■ WHAT YOU HAVE TO DO
Give back, word for word, the lines in the listing below from the one holding "Target: shadow on ground" down to the one holding "Spot every instance of the white plastic", both ends included.

■ DATASET EXCERPTS
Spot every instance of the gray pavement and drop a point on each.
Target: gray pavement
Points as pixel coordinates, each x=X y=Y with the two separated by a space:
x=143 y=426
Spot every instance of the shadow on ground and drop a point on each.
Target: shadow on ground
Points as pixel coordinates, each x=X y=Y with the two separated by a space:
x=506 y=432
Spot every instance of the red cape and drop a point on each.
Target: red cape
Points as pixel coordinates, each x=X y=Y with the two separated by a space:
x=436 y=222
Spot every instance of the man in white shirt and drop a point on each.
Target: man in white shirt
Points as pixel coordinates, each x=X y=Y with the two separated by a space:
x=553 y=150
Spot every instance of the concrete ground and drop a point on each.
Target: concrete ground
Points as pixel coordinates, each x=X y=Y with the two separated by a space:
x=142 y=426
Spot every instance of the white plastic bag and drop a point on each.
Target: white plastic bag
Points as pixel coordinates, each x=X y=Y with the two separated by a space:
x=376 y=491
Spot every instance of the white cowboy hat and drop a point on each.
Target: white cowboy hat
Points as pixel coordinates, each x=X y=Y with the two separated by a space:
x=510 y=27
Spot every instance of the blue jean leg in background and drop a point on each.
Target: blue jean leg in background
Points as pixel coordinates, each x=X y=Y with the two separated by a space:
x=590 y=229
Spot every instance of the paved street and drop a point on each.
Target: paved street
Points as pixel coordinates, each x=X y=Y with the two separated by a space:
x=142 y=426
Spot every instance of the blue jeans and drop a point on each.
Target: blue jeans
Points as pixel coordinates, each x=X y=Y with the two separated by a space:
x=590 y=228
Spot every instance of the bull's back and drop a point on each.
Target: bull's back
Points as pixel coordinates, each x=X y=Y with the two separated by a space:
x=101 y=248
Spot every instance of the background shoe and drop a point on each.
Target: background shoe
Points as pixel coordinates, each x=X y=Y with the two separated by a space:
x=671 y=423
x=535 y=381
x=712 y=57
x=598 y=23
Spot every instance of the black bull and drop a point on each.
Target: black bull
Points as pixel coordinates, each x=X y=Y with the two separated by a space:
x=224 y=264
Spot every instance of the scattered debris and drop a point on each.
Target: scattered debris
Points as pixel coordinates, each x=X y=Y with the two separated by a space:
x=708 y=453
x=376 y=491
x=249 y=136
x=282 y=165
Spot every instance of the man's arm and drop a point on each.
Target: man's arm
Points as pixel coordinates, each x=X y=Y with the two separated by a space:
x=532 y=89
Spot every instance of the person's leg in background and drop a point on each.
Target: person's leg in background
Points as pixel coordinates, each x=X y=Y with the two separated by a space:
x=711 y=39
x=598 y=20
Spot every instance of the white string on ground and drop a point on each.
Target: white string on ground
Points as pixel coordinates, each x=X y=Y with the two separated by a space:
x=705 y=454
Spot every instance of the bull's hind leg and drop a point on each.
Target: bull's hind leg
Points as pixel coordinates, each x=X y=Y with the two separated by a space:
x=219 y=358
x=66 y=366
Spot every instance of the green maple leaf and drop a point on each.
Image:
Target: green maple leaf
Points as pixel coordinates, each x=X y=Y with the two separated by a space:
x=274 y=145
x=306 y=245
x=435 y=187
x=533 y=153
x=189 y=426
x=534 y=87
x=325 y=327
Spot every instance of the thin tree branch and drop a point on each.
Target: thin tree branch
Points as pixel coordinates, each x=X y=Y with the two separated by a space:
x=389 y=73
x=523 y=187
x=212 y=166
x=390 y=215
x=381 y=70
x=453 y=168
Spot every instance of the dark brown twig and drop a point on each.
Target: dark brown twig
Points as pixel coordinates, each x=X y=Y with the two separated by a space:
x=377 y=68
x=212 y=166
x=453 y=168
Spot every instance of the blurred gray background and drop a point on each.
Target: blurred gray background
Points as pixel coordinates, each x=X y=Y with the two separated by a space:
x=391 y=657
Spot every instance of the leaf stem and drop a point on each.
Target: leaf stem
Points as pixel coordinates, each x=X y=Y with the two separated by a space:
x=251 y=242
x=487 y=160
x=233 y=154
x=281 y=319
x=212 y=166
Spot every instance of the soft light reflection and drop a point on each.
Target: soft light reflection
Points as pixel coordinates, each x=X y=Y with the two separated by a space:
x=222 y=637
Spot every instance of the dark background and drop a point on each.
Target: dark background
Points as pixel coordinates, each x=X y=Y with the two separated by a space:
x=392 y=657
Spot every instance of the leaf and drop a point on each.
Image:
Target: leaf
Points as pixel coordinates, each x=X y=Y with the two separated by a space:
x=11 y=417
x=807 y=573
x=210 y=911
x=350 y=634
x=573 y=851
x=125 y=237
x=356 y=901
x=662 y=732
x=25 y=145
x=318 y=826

■ TASK SOLUTION
Target: shadow on ground
Points as pixel coordinates, each x=X y=Y with the two separated by a space:
x=506 y=432
Spot every instance of the red cape and drop a point on each.
Target: red cape
Points as pixel coordinates, each x=X y=Y with the two separated by a space:
x=436 y=222
Spot every instance of the man in white shirt and drop a point on each.
Target: man in white shirt
Points as pixel coordinates, each x=X y=Y with the two separated by a space:
x=553 y=150
Spot every instance of the concrete ground and drop a point on each.
Target: concrete ground
Points as pixel coordinates, each x=X y=Y with the two separated by a space:
x=142 y=426
Spot every instance of the white plastic bag and drop a point on each.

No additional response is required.